*What you are asked to do*. Rescale the items starting with the line that contains "Target: document in hand" and going on through the end of the items, copying every line in that span, text lines included. Multiply each point coordinate by 1.3 and round it to a whole number, with halves rounded up.

*Stored data entries*.
+++

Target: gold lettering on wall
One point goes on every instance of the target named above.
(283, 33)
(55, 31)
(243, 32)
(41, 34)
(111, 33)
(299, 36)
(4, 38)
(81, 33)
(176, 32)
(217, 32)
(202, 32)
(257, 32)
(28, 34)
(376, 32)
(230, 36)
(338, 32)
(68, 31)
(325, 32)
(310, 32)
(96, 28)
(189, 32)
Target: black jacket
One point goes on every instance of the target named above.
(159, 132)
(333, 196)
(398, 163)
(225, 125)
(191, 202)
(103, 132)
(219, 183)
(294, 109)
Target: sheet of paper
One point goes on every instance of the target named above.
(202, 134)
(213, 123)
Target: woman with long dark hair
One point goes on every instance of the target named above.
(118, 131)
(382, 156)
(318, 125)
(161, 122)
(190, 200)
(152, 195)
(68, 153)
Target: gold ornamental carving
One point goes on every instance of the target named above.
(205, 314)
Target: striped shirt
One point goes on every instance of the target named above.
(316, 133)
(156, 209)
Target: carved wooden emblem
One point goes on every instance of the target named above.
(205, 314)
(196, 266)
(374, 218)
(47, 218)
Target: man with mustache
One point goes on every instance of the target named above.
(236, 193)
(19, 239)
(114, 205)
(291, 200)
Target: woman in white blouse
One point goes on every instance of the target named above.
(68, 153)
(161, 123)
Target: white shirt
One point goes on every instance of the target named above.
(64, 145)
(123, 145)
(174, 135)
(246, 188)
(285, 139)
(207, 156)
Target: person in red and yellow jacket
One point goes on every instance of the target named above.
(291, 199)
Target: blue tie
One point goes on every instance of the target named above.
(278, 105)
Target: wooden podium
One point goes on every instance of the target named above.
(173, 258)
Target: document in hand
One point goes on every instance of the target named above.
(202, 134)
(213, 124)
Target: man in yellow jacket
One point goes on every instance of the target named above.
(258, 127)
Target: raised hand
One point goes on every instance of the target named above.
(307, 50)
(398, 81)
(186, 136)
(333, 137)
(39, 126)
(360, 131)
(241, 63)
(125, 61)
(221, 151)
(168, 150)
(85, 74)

+++

*Response to the task*.
Target: document in hand
One point goes on every instance of the target named above.
(263, 174)
(277, 161)
Target: man in yellow jacket
One point goes on every instance of the target named above.
(335, 165)
Target: raised hand
One point goes on every instance of the target named above.
(399, 65)
(517, 105)
(242, 177)
(433, 178)
(51, 164)
(468, 170)
(313, 82)
(163, 79)
(287, 196)
(218, 195)
(111, 96)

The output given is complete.